[Coordinate labeling data]
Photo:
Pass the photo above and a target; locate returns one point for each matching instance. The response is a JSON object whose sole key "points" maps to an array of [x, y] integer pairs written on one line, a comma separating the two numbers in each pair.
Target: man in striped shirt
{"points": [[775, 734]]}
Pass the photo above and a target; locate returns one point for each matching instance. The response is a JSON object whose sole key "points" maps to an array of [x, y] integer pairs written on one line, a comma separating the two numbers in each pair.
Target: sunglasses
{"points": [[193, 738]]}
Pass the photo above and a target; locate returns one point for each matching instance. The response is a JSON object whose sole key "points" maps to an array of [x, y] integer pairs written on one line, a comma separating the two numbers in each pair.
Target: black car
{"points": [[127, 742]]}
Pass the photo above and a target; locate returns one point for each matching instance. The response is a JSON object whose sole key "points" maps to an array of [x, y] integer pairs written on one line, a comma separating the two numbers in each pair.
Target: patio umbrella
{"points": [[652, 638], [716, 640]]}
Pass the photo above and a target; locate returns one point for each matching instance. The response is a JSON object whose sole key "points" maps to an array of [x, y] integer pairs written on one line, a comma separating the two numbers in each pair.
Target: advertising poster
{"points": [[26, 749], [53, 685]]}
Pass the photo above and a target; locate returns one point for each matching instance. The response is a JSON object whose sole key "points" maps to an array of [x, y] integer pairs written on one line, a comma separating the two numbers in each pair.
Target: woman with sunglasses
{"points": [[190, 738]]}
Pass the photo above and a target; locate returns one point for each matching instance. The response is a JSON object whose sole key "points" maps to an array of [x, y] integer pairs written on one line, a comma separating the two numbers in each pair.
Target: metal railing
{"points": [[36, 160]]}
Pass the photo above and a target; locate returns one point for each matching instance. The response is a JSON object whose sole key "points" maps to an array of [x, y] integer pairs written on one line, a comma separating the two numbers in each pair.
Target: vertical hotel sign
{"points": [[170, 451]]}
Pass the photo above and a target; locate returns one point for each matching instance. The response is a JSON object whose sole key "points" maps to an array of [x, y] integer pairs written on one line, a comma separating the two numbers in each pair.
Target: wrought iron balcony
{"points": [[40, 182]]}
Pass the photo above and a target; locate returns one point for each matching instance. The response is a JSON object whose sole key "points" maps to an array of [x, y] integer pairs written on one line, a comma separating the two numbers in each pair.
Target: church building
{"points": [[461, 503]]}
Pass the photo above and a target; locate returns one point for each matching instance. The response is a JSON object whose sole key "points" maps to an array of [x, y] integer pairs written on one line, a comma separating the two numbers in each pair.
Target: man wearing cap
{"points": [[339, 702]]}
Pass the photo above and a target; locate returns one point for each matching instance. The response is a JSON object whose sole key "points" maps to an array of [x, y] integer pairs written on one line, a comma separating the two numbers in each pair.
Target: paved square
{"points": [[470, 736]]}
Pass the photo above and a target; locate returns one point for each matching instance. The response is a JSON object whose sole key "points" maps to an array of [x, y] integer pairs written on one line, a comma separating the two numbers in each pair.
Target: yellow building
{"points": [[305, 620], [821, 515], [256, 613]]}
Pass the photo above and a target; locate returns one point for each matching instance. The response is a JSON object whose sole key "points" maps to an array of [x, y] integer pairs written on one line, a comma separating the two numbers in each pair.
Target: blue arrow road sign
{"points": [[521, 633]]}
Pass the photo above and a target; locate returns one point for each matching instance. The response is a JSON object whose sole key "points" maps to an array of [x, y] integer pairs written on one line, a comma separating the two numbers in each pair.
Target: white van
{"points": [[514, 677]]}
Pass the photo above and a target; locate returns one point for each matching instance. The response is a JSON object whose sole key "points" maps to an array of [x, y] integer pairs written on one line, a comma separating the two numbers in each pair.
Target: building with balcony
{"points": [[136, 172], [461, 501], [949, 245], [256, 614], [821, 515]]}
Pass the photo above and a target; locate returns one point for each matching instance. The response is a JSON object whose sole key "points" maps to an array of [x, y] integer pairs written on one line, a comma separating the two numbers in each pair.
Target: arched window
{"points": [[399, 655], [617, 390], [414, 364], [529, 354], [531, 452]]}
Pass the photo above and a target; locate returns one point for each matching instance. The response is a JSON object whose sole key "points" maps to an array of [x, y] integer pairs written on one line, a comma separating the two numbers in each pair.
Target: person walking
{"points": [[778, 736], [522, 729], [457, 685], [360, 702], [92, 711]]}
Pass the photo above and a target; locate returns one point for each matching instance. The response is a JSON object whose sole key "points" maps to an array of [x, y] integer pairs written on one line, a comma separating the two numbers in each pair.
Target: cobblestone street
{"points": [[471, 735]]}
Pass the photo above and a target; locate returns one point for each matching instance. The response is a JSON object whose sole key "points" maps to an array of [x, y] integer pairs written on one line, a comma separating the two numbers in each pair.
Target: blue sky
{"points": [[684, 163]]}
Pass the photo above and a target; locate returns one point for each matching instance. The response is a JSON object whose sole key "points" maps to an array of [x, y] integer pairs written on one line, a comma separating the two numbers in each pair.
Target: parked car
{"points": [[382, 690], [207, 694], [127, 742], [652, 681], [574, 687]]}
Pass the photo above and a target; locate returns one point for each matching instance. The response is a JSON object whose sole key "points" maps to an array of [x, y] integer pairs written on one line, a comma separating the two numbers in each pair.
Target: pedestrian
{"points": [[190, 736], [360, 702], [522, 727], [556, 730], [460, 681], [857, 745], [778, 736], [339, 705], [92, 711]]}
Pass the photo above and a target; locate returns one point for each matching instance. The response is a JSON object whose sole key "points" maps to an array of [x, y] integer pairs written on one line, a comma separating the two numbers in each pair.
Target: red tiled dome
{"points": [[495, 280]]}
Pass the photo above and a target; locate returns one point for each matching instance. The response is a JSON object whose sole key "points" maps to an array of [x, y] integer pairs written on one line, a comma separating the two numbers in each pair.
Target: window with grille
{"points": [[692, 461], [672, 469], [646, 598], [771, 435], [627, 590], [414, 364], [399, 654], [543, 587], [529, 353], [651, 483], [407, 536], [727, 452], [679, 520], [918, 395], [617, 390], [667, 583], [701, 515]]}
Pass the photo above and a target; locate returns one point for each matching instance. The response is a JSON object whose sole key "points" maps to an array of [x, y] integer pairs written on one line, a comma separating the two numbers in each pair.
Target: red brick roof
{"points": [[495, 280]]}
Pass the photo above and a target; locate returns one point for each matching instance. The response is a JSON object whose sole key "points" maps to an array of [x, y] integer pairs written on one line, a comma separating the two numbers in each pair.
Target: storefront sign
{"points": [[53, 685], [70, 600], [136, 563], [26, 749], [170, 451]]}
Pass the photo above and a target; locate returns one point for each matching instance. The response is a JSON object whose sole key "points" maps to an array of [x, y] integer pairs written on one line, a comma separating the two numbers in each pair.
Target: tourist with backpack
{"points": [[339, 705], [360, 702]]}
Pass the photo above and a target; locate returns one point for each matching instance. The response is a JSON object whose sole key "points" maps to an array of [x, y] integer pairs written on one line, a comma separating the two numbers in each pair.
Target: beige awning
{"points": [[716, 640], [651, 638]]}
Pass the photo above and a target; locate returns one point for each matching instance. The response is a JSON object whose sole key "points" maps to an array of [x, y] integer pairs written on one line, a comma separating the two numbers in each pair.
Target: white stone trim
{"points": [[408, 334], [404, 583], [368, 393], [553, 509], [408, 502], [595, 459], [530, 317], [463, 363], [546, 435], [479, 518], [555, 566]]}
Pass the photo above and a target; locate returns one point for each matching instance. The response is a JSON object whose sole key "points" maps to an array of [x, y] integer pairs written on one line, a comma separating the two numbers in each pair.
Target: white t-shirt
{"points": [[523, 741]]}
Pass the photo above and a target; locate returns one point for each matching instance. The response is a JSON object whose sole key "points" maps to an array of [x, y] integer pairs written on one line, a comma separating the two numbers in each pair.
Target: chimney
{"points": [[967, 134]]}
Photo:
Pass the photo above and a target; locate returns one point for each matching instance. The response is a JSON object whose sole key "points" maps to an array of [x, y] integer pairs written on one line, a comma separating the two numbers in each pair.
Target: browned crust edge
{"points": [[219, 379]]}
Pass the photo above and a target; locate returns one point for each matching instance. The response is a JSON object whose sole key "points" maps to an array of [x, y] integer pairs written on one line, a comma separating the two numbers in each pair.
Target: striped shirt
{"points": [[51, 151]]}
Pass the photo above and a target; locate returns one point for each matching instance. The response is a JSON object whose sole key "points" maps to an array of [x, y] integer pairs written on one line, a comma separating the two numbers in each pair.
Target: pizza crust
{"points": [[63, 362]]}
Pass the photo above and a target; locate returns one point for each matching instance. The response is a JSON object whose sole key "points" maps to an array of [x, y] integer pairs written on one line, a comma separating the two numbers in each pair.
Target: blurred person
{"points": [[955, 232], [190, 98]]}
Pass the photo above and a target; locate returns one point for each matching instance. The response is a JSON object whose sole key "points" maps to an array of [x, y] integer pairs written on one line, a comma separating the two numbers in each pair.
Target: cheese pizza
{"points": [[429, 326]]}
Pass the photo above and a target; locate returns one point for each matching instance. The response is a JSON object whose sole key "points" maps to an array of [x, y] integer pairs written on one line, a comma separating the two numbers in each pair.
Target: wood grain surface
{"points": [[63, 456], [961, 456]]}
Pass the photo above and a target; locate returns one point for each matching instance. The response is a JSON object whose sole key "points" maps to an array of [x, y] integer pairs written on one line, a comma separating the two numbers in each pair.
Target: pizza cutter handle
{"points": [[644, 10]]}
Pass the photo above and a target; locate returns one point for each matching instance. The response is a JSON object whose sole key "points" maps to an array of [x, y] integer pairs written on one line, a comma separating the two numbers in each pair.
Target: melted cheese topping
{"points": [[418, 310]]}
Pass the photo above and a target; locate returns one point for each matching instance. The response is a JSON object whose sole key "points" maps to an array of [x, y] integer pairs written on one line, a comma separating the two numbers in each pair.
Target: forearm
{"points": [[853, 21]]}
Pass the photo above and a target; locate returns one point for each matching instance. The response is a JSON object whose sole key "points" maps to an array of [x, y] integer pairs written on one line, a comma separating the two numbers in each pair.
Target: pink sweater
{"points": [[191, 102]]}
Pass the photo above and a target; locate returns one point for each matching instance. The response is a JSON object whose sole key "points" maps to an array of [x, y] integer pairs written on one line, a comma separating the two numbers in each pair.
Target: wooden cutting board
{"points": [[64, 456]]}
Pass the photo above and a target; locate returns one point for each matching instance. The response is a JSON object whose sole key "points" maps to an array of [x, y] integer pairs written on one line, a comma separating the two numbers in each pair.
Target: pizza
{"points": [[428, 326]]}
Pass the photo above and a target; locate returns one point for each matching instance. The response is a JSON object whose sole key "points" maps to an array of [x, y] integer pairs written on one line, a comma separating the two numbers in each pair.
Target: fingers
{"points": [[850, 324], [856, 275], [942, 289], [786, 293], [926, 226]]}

**Aim of the task**
Collect every line in the rows above that contains the word "blue". Reproduce each such line in full.

**Exercise result**
Target: blue arrow road sign
Target: blue sky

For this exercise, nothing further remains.